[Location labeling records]
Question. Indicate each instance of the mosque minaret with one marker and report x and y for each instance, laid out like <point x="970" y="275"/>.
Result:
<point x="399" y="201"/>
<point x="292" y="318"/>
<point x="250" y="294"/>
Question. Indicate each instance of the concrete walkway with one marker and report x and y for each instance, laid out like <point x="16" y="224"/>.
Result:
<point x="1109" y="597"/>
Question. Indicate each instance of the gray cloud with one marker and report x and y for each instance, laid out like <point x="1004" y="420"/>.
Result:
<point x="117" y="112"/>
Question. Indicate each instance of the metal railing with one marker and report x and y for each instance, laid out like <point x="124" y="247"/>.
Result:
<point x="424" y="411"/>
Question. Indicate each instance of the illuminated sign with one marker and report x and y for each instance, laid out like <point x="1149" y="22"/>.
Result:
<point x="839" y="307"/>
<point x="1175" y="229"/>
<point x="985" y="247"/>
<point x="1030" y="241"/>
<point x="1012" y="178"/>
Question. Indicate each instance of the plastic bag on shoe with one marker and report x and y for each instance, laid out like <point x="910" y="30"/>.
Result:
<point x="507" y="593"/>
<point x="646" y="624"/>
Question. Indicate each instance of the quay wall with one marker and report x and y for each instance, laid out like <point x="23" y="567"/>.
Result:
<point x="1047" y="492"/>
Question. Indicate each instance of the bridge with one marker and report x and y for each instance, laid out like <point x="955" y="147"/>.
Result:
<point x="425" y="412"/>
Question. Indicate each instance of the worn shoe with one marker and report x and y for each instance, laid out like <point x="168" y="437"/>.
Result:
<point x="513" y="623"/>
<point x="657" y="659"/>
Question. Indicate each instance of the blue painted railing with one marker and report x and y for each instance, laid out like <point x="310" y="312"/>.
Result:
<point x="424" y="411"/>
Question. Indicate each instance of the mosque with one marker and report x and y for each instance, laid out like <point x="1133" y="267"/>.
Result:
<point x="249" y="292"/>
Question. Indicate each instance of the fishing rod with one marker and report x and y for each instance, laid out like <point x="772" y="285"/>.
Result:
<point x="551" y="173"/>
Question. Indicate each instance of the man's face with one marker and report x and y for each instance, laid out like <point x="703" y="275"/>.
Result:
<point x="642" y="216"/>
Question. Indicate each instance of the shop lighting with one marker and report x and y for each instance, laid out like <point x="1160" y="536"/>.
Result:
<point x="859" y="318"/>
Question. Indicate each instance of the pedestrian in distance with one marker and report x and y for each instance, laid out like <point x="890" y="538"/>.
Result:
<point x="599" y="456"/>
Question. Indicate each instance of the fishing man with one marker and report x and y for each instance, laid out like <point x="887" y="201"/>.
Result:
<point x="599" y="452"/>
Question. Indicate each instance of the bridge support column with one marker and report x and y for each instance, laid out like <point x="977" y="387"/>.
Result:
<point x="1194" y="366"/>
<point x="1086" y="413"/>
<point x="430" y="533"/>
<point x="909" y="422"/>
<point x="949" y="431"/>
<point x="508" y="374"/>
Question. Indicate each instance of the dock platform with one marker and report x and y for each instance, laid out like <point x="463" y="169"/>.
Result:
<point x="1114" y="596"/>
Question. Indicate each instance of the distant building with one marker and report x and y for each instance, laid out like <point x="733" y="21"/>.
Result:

YOUR OBJECTIVE: Edit all of the lines above, swapping "Indicate" for "Mark" at every occurrence and leaving everything else as it stands.

EXERCISE ANSWER:
Question. Mark each instance of the mosque minaret with one marker and report x and y for each instance, laid out like <point x="970" y="275"/>.
Result:
<point x="399" y="201"/>
<point x="292" y="318"/>
<point x="250" y="294"/>
Question. Mark each instance of the concrete walkway with one marker and report x and y for each instance, laid out like <point x="16" y="224"/>.
Result:
<point x="1109" y="597"/>
Question. Mark each instance of the gray cloud with one marker and report x and y for each instance, laid out like <point x="1004" y="420"/>.
Result:
<point x="117" y="112"/>
Question. Mark each instance of the metal railing with one marker and report x and y for each instance, laid out like <point x="124" y="247"/>.
Result:
<point x="424" y="411"/>
Question. Mark each instance of the illuminated sign with one marker and report x and y for each instance, laid out like <point x="1149" y="22"/>.
Result:
<point x="839" y="307"/>
<point x="1175" y="229"/>
<point x="985" y="247"/>
<point x="1030" y="241"/>
<point x="1012" y="178"/>
Question. Mark each instance of the plastic bag on shoe with one marker and report x and y for each instance, laid out like <point x="910" y="30"/>.
Result:
<point x="507" y="593"/>
<point x="646" y="624"/>
Question. Mark each instance of the quay wall with one marker and report x and y for each instance, laid out like <point x="23" y="567"/>.
Result:
<point x="1047" y="492"/>
Question. Mark each instance of the bridge with one marker and report x and y for each instance, laid out like <point x="955" y="147"/>.
Result:
<point x="425" y="412"/>
Question. Mark each instance of the worn shoe with one marker and report x and y for each instance, laid out like <point x="168" y="437"/>.
Result:
<point x="513" y="623"/>
<point x="657" y="659"/>
Question. Mark each instance of the blue painted railing with one marker and report x and y for each instance, laid out like <point x="310" y="312"/>.
Result:
<point x="424" y="411"/>
Question. Mark each instance of the mosque with one marker and report x and y for each instance, laid out like <point x="1133" y="267"/>.
Result:
<point x="249" y="292"/>
Question. Mark each instance of the fishing rod with one marker and report x and y for each instance, laid out like <point x="772" y="285"/>.
Result:
<point x="551" y="173"/>
Question. Mark each instance of the man's face with one marker and report x and y for each instance, laid out like <point x="703" y="275"/>.
Result:
<point x="642" y="216"/>
Question. Mark each instance of the shop lighting with one marker and report x and y for each instance, laid out like <point x="1160" y="536"/>.
Result:
<point x="859" y="318"/>
Question. Mark each instance of the pedestrian in distance with one marker and report x and y for each instance, laid out like <point x="890" y="538"/>.
Result:
<point x="599" y="456"/>
Question. Mark each instance of the fishing man with one marker and report x and y for each instance, laid out like <point x="887" y="201"/>.
Result:
<point x="599" y="452"/>
Question. Mark each instance of the bridge support column with one marker and report x and y for each instance, laid out like <point x="977" y="387"/>.
Result:
<point x="1194" y="366"/>
<point x="1086" y="413"/>
<point x="430" y="533"/>
<point x="909" y="422"/>
<point x="949" y="431"/>
<point x="508" y="374"/>
Question. Mark each instance of the dock platform with one marker and report x and y for each instance, laid out like <point x="463" y="169"/>.
Result:
<point x="1114" y="596"/>
Question. Mark each instance of the distant building with one marker and report x and y for each instance, laid out like <point x="733" y="21"/>.
Result:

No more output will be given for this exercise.